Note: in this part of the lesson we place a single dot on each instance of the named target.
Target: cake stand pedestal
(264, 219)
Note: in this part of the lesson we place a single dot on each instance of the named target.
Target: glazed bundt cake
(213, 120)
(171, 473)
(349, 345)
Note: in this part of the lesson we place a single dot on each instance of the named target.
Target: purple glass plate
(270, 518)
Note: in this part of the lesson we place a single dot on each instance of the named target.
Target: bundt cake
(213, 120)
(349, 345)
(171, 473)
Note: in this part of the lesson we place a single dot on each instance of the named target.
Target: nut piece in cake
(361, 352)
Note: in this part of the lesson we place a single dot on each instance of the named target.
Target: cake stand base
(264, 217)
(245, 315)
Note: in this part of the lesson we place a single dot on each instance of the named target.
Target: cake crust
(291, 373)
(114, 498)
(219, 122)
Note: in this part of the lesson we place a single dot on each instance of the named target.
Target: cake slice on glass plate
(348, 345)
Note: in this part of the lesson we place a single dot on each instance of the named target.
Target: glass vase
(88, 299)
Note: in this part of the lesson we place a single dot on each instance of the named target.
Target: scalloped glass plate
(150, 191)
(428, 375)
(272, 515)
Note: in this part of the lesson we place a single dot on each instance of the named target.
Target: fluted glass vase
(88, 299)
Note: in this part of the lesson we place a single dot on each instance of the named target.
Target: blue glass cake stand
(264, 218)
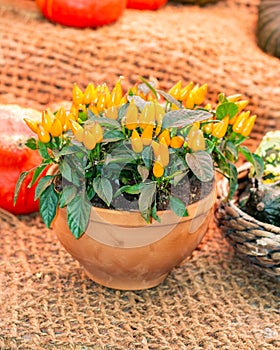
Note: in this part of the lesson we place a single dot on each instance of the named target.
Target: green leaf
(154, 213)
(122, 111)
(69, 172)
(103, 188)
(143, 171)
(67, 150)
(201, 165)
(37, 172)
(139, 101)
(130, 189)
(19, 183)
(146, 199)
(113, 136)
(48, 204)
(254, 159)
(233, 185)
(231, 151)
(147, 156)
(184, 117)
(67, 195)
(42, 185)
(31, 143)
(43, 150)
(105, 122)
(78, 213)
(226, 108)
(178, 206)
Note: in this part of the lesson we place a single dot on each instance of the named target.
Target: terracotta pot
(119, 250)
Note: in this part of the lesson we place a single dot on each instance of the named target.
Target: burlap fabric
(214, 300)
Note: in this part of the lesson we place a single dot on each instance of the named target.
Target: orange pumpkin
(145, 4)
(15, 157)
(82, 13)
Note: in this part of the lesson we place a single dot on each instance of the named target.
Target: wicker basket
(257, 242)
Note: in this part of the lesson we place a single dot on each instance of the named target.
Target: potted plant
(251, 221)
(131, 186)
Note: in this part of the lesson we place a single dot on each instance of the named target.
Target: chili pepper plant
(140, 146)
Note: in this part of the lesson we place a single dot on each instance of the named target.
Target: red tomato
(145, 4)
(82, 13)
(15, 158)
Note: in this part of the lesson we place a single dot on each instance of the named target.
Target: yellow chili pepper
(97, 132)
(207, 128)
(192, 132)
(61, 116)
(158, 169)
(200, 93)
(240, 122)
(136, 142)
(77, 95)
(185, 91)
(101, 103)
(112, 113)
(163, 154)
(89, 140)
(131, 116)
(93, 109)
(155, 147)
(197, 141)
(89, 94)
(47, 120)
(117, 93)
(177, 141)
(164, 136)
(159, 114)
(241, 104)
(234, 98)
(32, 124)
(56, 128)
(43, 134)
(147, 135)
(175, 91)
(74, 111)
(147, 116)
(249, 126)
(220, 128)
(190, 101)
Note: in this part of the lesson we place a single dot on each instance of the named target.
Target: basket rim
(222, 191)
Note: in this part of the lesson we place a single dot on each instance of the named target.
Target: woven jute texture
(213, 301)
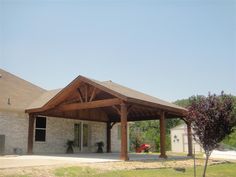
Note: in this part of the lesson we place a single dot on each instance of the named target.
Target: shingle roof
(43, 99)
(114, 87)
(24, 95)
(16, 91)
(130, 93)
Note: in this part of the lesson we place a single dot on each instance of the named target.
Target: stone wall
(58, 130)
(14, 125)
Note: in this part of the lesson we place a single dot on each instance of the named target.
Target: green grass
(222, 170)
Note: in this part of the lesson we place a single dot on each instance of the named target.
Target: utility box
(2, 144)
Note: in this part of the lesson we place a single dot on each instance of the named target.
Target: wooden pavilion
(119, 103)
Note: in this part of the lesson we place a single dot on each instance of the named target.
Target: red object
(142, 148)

REQUIREMENTS – Without the pictures, write out every entry precisely as it appears.

EXERCISE SOLUTION –
Note: in this part of the lesson we place a single dot on each instance of the named target.
Target: cake stand pedestal
(264, 219)
Note: in this part of the lesson we place a single dot on each instance of the named target.
Target: glazed bundt cake
(213, 120)
(171, 473)
(349, 345)
Note: in this part of the lesson we place a single dot on each instance of the named target.
Target: purple glass plate
(270, 518)
Note: in this part of the lesson we place a single dot on each instance of the named target.
Target: bundt cake
(213, 120)
(349, 345)
(171, 473)
Note: in this part of the lesson we place a single dot on each instance of the named target.
Target: nut piece in cake
(361, 352)
Note: in this part of the lesson we place a single dot on each instance of the named target.
Target: cake stand base
(264, 217)
(245, 315)
Note: in this part of the lesson we place a single dot on each instance of the named target.
Target: cake crust
(291, 373)
(114, 498)
(219, 122)
Note: in this part of the lesson we place a single dot on each instance of the named target.
Target: cake slice on glass plate
(348, 345)
Note: in this part of the lesson we place a single dot on each instance of the named target.
Target: glass vase
(88, 299)
Note: in this part of the lesson we place a single dot on each instance of the named target.
Target: scalloped glass plate
(150, 191)
(428, 375)
(272, 515)
Note: in this part of the lesson we place a single dot on each instance of the named target.
Target: fluted glass vase
(88, 299)
Note: in this part of the lesson we place a single dot on each instance of the named target.
Target: blue glass cake stand
(264, 218)
Note: in this part of the lesson we place a single dot on each instance of the named target.
Target: green leaf
(154, 213)
(122, 111)
(69, 172)
(103, 188)
(143, 171)
(67, 150)
(201, 165)
(37, 172)
(139, 101)
(130, 189)
(19, 183)
(146, 199)
(113, 136)
(48, 204)
(254, 159)
(233, 185)
(231, 151)
(147, 156)
(184, 117)
(67, 195)
(42, 185)
(31, 143)
(43, 150)
(105, 122)
(78, 213)
(226, 108)
(178, 206)
Note: in this part of the lesson we place a single dot on each instance of the named target.
Target: terracotta pot
(119, 250)
Note: in this part of the lesson we place a single dot on each instance of the named target.
Target: burlap fabric
(214, 300)
Note: in this part of the lesson we place a single dot on each instance of the named target.
Target: orange pumpkin
(145, 4)
(15, 157)
(82, 13)
Note: in this part of the lesson we place a single dot on each instance of the named target.
Target: wicker basket
(257, 242)
Note: in this part of the lesson we place a single dot on each instance of the named target.
Target: potted plant
(251, 221)
(131, 186)
Note: in this part of the lesson we place a single dot on each instance of the named target.
Target: chili pepper plant
(140, 146)
Note: in this part of the lesson we place a single dot on each instance of the named target.
Target: red tomato
(145, 4)
(82, 13)
(15, 158)
Note: in this part of the lesson we place a single dot on each instance of the named target.
Target: yellow chili pepper
(97, 132)
(207, 128)
(192, 132)
(61, 116)
(158, 169)
(200, 93)
(240, 122)
(136, 142)
(77, 95)
(185, 91)
(101, 103)
(112, 113)
(163, 154)
(89, 140)
(131, 116)
(93, 109)
(155, 147)
(197, 141)
(89, 94)
(47, 120)
(117, 93)
(177, 141)
(164, 136)
(159, 114)
(241, 104)
(234, 98)
(32, 124)
(56, 128)
(43, 134)
(147, 135)
(175, 91)
(74, 111)
(147, 116)
(249, 126)
(220, 128)
(190, 101)
Note: in this part of the lesson we place a single dot on each instance of the named target.
Target: basket rim
(222, 191)
Note: in this part of the lesson we place a single dot on each instance of the named target.
Target: woven jute texture
(213, 301)
Note: in this part of the lesson we place a single dot on each instance of the named target.
Target: shingle roof
(43, 99)
(114, 87)
(24, 95)
(16, 91)
(130, 93)
Note: in this part of the lesson we place a single dot on each instance of the named target.
Target: stone wall
(58, 130)
(14, 125)
Note: in this part of the lesson we place a single dot on each instance of the named target.
Target: green grass
(222, 170)
Note: in this part of the lesson we place a single dot on each instance of the named target.
Target: utility box
(2, 144)
Note: in this part of the lesson we place a single dot on each instance of the named target.
Target: wooden pavilion
(119, 103)
Note: in this part of the lesson we place a single dot on each instance of the named target.
Target: red object
(142, 148)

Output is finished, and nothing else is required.